The difficulties of instituting change within an environment of long-established policies and programs, procedures, and interests have been explored by Brian Howe and David Johnson (2000) with respect to human rights policy, and specifically the functioning of federal and provincial human rights commissions. Their work offers support for the reform thesis of government change in recent years. The Canadian Human Rights Commission and its provincial counterparts have undergone major restructuring of their methods of program delivery and service to citizens, but when we look closely, we can again see this process as an example of incrementalist change.

All commissions, for example, have developed computerized case flow management systems to track the status of applications and to alert participants when cases begin to exceed normal processing times. And they have also developed mediation and conciliation processes to expedite cases and reduce the proportion of complaints requiring full hearings—which are time consuming and costly. But both of these initiatives can trace their origins to years of slow, incremental reform as commissions experimented with these program ideas.

The legislative policy and program framework that provides “rights” to individual citizens has a pivotal influence in the human rights field. A government body—a human rights commission—is legally obligated to serve and promote these rights and to address by legal means any transgressions of those rights. Its ability to transform its structure and operations is therefore strictly limited by its legal duty to adhere to its legislative mandate and to enforce established legal rights and duties. Any change or organizational action that appears inconsistent with that mandate is subject to legal challenge.

[Data records]
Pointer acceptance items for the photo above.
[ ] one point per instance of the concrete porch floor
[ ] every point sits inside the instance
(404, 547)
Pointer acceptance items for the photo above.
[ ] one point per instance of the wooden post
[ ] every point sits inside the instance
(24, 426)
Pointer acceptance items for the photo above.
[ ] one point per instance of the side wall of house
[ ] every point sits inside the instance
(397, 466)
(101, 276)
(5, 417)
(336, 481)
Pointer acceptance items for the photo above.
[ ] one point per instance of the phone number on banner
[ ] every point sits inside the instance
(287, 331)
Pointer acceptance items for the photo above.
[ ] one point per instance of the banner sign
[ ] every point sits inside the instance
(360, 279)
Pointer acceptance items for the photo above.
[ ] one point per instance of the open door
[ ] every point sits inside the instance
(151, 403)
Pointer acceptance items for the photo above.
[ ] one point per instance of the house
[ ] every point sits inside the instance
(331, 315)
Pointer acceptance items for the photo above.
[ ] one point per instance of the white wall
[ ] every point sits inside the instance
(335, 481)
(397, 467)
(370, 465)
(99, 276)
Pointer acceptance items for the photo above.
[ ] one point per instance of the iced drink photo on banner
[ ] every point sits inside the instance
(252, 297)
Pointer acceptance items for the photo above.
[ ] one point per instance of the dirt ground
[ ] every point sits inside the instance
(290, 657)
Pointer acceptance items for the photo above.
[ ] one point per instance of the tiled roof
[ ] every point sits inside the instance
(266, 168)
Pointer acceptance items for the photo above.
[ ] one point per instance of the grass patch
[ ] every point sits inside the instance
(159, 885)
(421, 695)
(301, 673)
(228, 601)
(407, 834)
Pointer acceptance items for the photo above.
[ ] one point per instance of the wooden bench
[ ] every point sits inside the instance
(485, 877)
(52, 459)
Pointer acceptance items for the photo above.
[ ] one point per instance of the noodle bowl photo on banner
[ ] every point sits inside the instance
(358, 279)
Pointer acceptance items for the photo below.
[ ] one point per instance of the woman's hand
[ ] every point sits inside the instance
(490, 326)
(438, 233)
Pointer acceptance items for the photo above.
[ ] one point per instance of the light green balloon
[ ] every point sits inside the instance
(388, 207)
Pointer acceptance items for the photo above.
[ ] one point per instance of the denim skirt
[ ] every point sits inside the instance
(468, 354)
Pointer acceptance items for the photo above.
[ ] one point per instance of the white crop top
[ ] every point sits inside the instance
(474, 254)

> TASKS TO PERFORM:
A: In the passage on human rights commissions, what is any change or organizational action that seems to conflict with a commission's legislative mandate subject to?
B: Pick up the passage on human rights commissions after its last sentence and carry it forward.

> PER-TASK OUTPUTS:
A: It is subject to legal challenge.

B:
The Canadian Human Rights Commission cannot, for example, unilaterally impose user fees on complainants and respondents, or restructure its complaint adjudication process to involve private mediation services with more market-oriented and entrepreneurial decision-making approaches. It cannot levy fines on guilty parties in order to create an investment capital pool. These changes would be illegal under the Canadian Human Rights Act.

If a government were to support the fundamental reinvention of human rights policy—to go back to square one over policies and procedures—how would interest groups respond? Advocacy groups would very likely press for greater rights coverage and protections; less stringent tests to “prove” cases of discrimination; and a stronger, larger, and better funded human rights commission. Business groups would probably argue in favour of the outright abolition of the Canadian Human Rights Commission, or at least for more restricted substantive and procedural applications of rights policy. They would want tougher rules and regulations to govern how alleged discriminatory practices were proven, and a smaller, less well-funded commission, mandated to devote particular attention to the interests of business respondents. A minister or government contemplating the reinvention of rights policy and procedures would be stirring up a hornet’s nest.

It is little wonder that neither the federal nor provincial human rights commissions have attempted to transform their structure or operations. More modest yet still significant reforms have addressed operational issues such as improved public education programs and case-flow management, but these have emerged—naturally enough—in an incremental fashion.

Reform of any stripe will always be governed by what is viable. It must serve the long-term interests of the government and its bureaucracy, while advancing public policy aims and gaining support from stakeholder groups, the media, and the public.